#### Direction
Convert every line of the items below into a Markdown table with two columns, Row and Line, where Row numbers each line in order and Line holds its text. Leave out blank lines.

#### Excerpted records
━━━━━━
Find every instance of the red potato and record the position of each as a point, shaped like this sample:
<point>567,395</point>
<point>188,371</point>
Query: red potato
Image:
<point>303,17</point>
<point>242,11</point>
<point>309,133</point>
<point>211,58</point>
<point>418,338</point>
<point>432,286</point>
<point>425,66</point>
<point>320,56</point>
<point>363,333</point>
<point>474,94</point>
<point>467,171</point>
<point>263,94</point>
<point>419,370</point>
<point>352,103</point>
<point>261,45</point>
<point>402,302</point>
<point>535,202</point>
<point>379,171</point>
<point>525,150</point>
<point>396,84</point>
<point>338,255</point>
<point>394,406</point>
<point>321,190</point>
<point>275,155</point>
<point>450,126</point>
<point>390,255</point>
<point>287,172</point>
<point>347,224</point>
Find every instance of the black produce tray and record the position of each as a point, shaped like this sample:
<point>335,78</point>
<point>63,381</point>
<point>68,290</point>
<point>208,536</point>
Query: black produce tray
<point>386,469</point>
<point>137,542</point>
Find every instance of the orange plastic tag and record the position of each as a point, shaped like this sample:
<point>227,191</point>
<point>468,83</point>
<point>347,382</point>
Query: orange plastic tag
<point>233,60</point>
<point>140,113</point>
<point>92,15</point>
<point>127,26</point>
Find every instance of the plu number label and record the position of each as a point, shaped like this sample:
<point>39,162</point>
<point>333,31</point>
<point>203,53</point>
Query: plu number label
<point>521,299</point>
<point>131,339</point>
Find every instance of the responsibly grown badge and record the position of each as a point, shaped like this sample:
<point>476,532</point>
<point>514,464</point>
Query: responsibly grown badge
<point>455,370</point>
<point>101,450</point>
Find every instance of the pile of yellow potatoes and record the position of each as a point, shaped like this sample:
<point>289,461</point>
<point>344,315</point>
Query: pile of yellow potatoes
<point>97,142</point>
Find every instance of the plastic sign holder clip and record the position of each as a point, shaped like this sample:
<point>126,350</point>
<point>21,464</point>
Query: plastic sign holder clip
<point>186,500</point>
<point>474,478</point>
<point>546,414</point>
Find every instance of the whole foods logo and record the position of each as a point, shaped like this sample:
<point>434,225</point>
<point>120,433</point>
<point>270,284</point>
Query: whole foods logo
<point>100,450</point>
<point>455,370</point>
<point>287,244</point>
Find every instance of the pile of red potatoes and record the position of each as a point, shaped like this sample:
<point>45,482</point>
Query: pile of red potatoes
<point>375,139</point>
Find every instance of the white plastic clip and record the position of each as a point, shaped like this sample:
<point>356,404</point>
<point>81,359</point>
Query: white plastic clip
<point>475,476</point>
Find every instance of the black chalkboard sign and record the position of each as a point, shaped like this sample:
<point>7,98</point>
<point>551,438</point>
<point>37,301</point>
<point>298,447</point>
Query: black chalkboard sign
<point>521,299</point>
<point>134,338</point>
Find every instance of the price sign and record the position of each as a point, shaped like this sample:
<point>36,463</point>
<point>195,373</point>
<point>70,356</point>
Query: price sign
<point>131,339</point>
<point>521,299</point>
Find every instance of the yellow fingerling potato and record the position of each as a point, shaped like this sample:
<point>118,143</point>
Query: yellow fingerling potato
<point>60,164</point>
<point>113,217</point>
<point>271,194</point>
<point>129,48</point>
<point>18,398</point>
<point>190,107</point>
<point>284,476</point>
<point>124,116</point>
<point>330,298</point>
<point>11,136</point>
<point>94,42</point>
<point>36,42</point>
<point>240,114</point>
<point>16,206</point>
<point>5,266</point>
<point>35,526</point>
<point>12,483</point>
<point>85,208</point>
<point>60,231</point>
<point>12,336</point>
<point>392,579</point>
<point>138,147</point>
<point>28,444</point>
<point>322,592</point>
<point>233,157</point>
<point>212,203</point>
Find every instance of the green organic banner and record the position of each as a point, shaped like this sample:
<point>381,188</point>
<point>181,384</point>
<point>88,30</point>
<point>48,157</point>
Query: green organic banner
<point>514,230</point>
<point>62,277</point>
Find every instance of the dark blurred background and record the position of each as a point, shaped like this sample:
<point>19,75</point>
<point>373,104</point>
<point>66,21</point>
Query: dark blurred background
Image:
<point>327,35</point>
━━━━━━
#### Reply
| Row | Line |
|---|---|
| 1 | Find every instance of the red potato and record the position of each as a point, shaped like this sample: |
| 2 | <point>567,395</point> |
| 3 | <point>188,371</point> |
| 4 | Query: red potato |
| 5 | Image: |
| 6 | <point>303,17</point> |
| 7 | <point>242,11</point> |
| 8 | <point>309,133</point> |
| 9 | <point>211,58</point> |
| 10 | <point>418,338</point> |
| 11 | <point>432,286</point> |
| 12 | <point>425,66</point> |
| 13 | <point>320,56</point> |
| 14 | <point>363,333</point> |
| 15 | <point>474,94</point> |
| 16 | <point>467,171</point> |
| 17 | <point>263,94</point> |
| 18 | <point>419,370</point> |
| 19 | <point>352,103</point> |
| 20 | <point>261,45</point> |
| 21 | <point>402,302</point> |
| 22 | <point>535,202</point> |
| 23 | <point>379,171</point> |
| 24 | <point>525,150</point> |
| 25 | <point>396,84</point> |
| 26 | <point>338,255</point> |
| 27 | <point>394,406</point> |
| 28 | <point>321,190</point> |
| 29 | <point>275,155</point> |
| 30 | <point>450,126</point> |
| 31 | <point>390,255</point> |
| 32 | <point>287,172</point> |
| 33 | <point>347,224</point> |
| 34 | Find every instance of the black produce tray and record the position of each as a point, shaped like this sample: |
| 35 | <point>335,78</point> |
| 36 | <point>63,381</point> |
| 37 | <point>68,290</point> |
| 38 | <point>208,536</point> |
| 39 | Query: black produce tray |
| 40 | <point>386,469</point> |
| 41 | <point>137,542</point> |
| 42 | Find every instance of the orange plastic tag and record the position of each as a point, shaped like this sample: |
| 43 | <point>227,191</point> |
| 44 | <point>468,83</point> |
| 45 | <point>347,382</point> |
| 46 | Query: orange plastic tag |
| 47 | <point>233,60</point> |
| 48 | <point>140,113</point> |
| 49 | <point>92,15</point> |
| 50 | <point>127,26</point> |
| 51 | Find every instance of the plu number label and record the position of each as a point, shaped like this sample: |
| 52 | <point>39,162</point> |
| 53 | <point>333,31</point> |
| 54 | <point>203,53</point> |
| 55 | Query: plu number label |
| 56 | <point>521,299</point> |
| 57 | <point>131,339</point> |
| 58 | Find every instance of the responsibly grown badge and record the position of each as a point, shaped like this sample: |
| 59 | <point>476,532</point> |
| 60 | <point>514,464</point> |
| 61 | Query: responsibly grown badge |
| 62 | <point>455,370</point> |
| 63 | <point>101,450</point> |
| 64 | Find every instance of the pile of yellow potatoes and record the position of each as a point, shaped like this sample: |
| 65 | <point>289,461</point> |
| 66 | <point>344,315</point> |
| 67 | Query: pile of yellow potatoes |
| 68 | <point>97,142</point> |
| 69 | Find every instance of the plastic sign holder clip and record the position of each as a point, shaped like this sample: |
| 70 | <point>126,350</point> |
| 71 | <point>21,464</point> |
| 72 | Query: plastic sign holder clip |
| 73 | <point>186,500</point> |
| 74 | <point>474,478</point> |
| 75 | <point>546,414</point> |
| 76 | Find every instance of the whole foods logo and record the position of each as a point, shaped like this sample: |
| 77 | <point>434,225</point> |
| 78 | <point>120,433</point> |
| 79 | <point>270,284</point> |
| 80 | Query: whole foods logo |
| 81 | <point>100,450</point> |
| 82 | <point>455,370</point> |
| 83 | <point>287,244</point> |
| 84 | Find every instance of the pile of red potatoes and record the position of each as a point, shaped like this sample: |
| 85 | <point>45,482</point> |
| 86 | Query: pile of red potatoes |
| 87 | <point>375,139</point> |
| 88 | Find every instance of the white plastic clip and record the position of each as a point, shaped like this sample: |
| 89 | <point>356,404</point> |
| 90 | <point>81,359</point> |
| 91 | Query: white plastic clip |
| 92 | <point>475,476</point> |
| 93 | Find every instance of the black chalkboard sign and record the position of each as a point, shaped like this sample: |
| 94 | <point>7,98</point> |
| 95 | <point>551,438</point> |
| 96 | <point>37,301</point> |
| 97 | <point>298,447</point> |
| 98 | Query: black chalkboard sign |
| 99 | <point>521,299</point> |
| 100 | <point>134,338</point> |
| 101 | Find every instance of the price sign and record the position of each as a point, shaped like this sample: |
| 102 | <point>36,463</point> |
| 103 | <point>195,373</point> |
| 104 | <point>70,356</point> |
| 105 | Query: price sign |
| 106 | <point>131,339</point> |
| 107 | <point>521,299</point> |
| 108 | Find every instance of the yellow fingerling potato and record the position of each as a point, shaped like this sample: |
| 109 | <point>118,143</point> |
| 110 | Query: yellow fingerling potato |
| 111 | <point>60,164</point> |
| 112 | <point>113,217</point> |
| 113 | <point>271,194</point> |
| 114 | <point>129,48</point> |
| 115 | <point>18,398</point> |
| 116 | <point>190,107</point> |
| 117 | <point>284,476</point> |
| 118 | <point>124,116</point> |
| 119 | <point>330,298</point> |
| 120 | <point>11,136</point> |
| 121 | <point>94,42</point> |
| 122 | <point>36,42</point> |
| 123 | <point>240,114</point> |
| 124 | <point>16,206</point> |
| 125 | <point>5,266</point> |
| 126 | <point>35,526</point> |
| 127 | <point>12,483</point> |
| 128 | <point>85,208</point> |
| 129 | <point>60,231</point> |
| 130 | <point>12,336</point> |
| 131 | <point>392,579</point> |
| 132 | <point>138,147</point> |
| 133 | <point>28,444</point> |
| 134 | <point>322,592</point> |
| 135 | <point>233,157</point> |
| 136 | <point>212,203</point> |
| 137 | Find every instance of the green organic banner and record the position of each as a point, shaped like this sample: |
| 138 | <point>381,188</point> |
| 139 | <point>181,384</point> |
| 140 | <point>88,30</point> |
| 141 | <point>48,157</point> |
| 142 | Query: green organic banner |
| 143 | <point>514,230</point> |
| 144 | <point>62,277</point> |
| 145 | Find every instance of the dark blurred background and record the position of each as a point, shaped like this sample: |
| 146 | <point>19,75</point> |
| 147 | <point>373,104</point> |
| 148 | <point>66,21</point> |
| 149 | Query: dark blurred background |
| 150 | Image: |
| 151 | <point>327,35</point> |